======== DATA FOR THIS TASK
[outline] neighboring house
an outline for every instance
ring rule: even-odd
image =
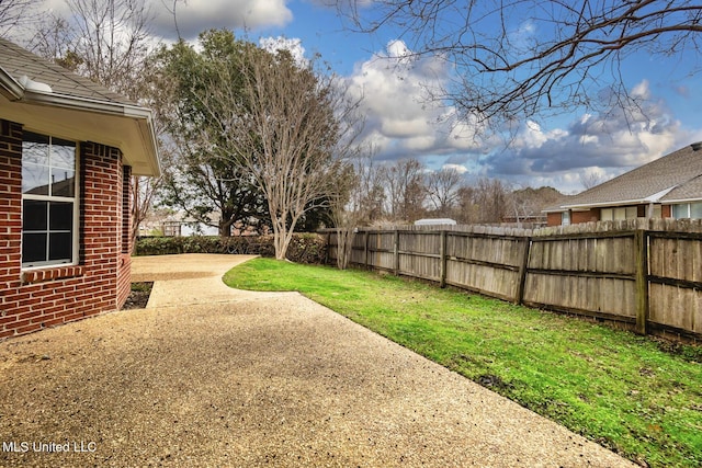
[[[0,38],[0,338],[122,307],[159,172],[149,110]]]
[[[544,209],[548,226],[631,218],[702,218],[702,142]]]

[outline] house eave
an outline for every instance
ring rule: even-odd
[[[72,136],[81,140],[94,140],[120,148],[125,155],[128,165],[132,165],[135,175],[158,176],[161,174],[160,158],[151,111],[145,107],[126,105],[114,102],[99,101],[81,96],[70,96],[58,93],[33,91],[23,89],[4,70],[0,71],[0,89],[8,101],[12,103],[4,114],[8,118],[14,118],[37,129],[48,126],[56,127],[56,132]],[[37,115],[36,106],[46,107],[45,116]],[[95,122],[90,115],[101,115],[104,122]],[[66,134],[64,122],[73,122],[79,126],[83,117],[83,132],[80,135]],[[50,122],[55,121],[55,122]]]

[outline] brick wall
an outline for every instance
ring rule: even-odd
[[[80,144],[79,264],[23,272],[22,127],[0,121],[0,339],[124,304],[129,287],[122,239],[125,172],[120,150]]]

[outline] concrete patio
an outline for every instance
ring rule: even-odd
[[[0,466],[633,466],[296,293],[227,288],[248,259],[135,258],[146,309],[0,343]]]

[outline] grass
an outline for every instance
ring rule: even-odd
[[[702,349],[362,271],[257,259],[231,287],[298,290],[653,467],[702,466]]]

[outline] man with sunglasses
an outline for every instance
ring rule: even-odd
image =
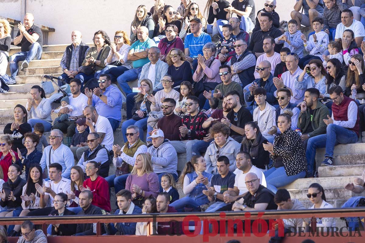
[[[199,99],[190,96],[185,104],[188,115],[181,119],[182,125],[179,128],[180,141],[170,141],[178,154],[186,153],[186,161],[190,161],[193,155],[192,148],[194,144],[203,140],[207,134],[207,129],[203,128],[203,124],[208,119],[204,112],[199,111]]]
[[[67,83],[70,83],[71,79],[75,77],[78,73],[78,68],[81,66],[84,60],[86,58],[86,54],[90,47],[82,42],[82,35],[81,32],[74,30],[71,34],[72,44],[66,47],[66,50],[62,56],[60,65],[64,71],[58,78],[63,79]],[[58,81],[58,85],[64,84]]]
[[[85,88],[88,105],[95,107],[98,114],[106,117],[110,123],[113,132],[119,127],[122,120],[122,93],[111,85],[110,76],[102,74],[99,78],[99,87],[90,90]]]
[[[50,145],[45,148],[39,162],[42,170],[44,171],[46,167],[49,171],[50,164],[58,163],[62,166],[62,177],[69,179],[74,160],[71,149],[62,143],[63,133],[54,129],[48,137]]]
[[[88,136],[86,142],[89,149],[82,154],[77,165],[82,169],[84,173],[86,173],[86,164],[90,161],[95,161],[100,165],[99,175],[105,178],[109,175],[110,162],[106,149],[99,144],[100,138],[96,133],[91,133]]]

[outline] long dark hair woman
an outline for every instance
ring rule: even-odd
[[[251,156],[252,164],[265,170],[270,159],[268,151],[264,149],[262,144],[266,144],[268,140],[261,134],[260,128],[255,122],[250,122],[245,125],[245,133],[241,145],[241,150]]]
[[[32,127],[28,123],[28,112],[23,106],[18,104],[14,108],[14,121],[8,123],[4,129],[4,134],[11,134],[14,138],[12,149],[18,151],[25,150],[25,147],[22,142],[24,134],[32,131]]]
================
Reproduce all of the records above word for word, line by line, omitting the pictures.

**ANSWER TO THE EXERCISE**
[outline] neighboring house
an outline for every instance
ring rule: even-odd
image =
[[[0,38],[0,338],[122,307],[159,172],[149,110]]]
[[[544,209],[548,226],[631,218],[702,218],[702,142]]]

[outline] house eave
an outline for every instance
ring rule: even-odd
[[[72,136],[81,140],[94,140],[120,148],[125,155],[128,165],[132,165],[135,175],[158,176],[161,174],[160,158],[151,111],[145,107],[126,105],[114,102],[99,101],[81,96],[70,96],[58,93],[33,91],[23,89],[4,70],[0,71],[0,89],[8,101],[12,103],[4,114],[8,118],[14,118],[37,129],[48,126],[56,127],[56,132]],[[37,115],[36,106],[46,107],[45,116]],[[95,122],[90,115],[101,115],[104,122]],[[66,134],[64,122],[73,122],[79,126],[83,117],[83,132],[80,135]],[[50,122],[55,121],[55,122]]]

[outline] brick wall
an outline for every instance
ring rule: even-odd
[[[80,144],[79,264],[23,272],[22,127],[0,121],[0,339],[124,304],[129,287],[122,239],[125,172],[120,150]]]

[outline] concrete patio
an outline for every instance
ring rule: even-odd
[[[0,466],[633,466],[296,293],[227,288],[248,259],[135,258],[146,309],[0,343]]]

[outline] grass
an outline for every instance
ring rule: even-odd
[[[702,349],[362,271],[257,259],[231,287],[298,290],[653,467],[702,466]]]

[outline] man with sunglasses
an outline for every instance
ring rule: even-odd
image =
[[[199,99],[190,96],[185,104],[188,115],[181,119],[182,125],[179,128],[180,141],[170,141],[178,154],[186,153],[186,161],[190,161],[193,155],[192,148],[194,144],[203,140],[207,134],[207,129],[203,128],[203,124],[208,119],[204,112],[199,111]]]
[[[67,83],[70,83],[71,79],[75,77],[78,73],[78,68],[81,66],[84,60],[86,58],[86,54],[90,47],[82,42],[82,35],[81,32],[74,30],[71,34],[72,44],[66,47],[66,50],[62,56],[60,65],[64,71],[58,78],[63,79]],[[58,81],[58,85],[64,84]]]
[[[85,88],[88,105],[95,107],[98,114],[106,117],[110,123],[113,132],[119,127],[122,120],[122,93],[111,85],[110,76],[102,74],[99,78],[99,87],[90,90]]]
[[[50,145],[45,148],[39,162],[42,170],[44,171],[46,167],[49,171],[50,164],[58,163],[62,166],[62,177],[69,179],[74,160],[71,149],[62,143],[63,133],[54,129],[48,137]]]
[[[88,136],[86,142],[89,149],[82,154],[77,165],[82,169],[84,173],[86,173],[86,164],[90,161],[95,161],[100,165],[99,175],[105,178],[109,175],[110,162],[106,149],[99,144],[100,138],[96,133],[91,133]]]

[outline] long dark hair woman
an outline for every instance
ring rule: even-odd
[[[251,156],[252,164],[265,170],[270,159],[268,151],[264,149],[262,144],[266,144],[268,140],[261,134],[260,128],[255,122],[250,122],[245,125],[245,133],[241,145],[241,150]]]
[[[32,127],[28,123],[28,112],[23,106],[18,104],[14,108],[14,121],[8,123],[4,129],[4,134],[11,134],[14,138],[12,149],[18,151],[25,150],[25,147],[22,142],[24,134],[32,131]]]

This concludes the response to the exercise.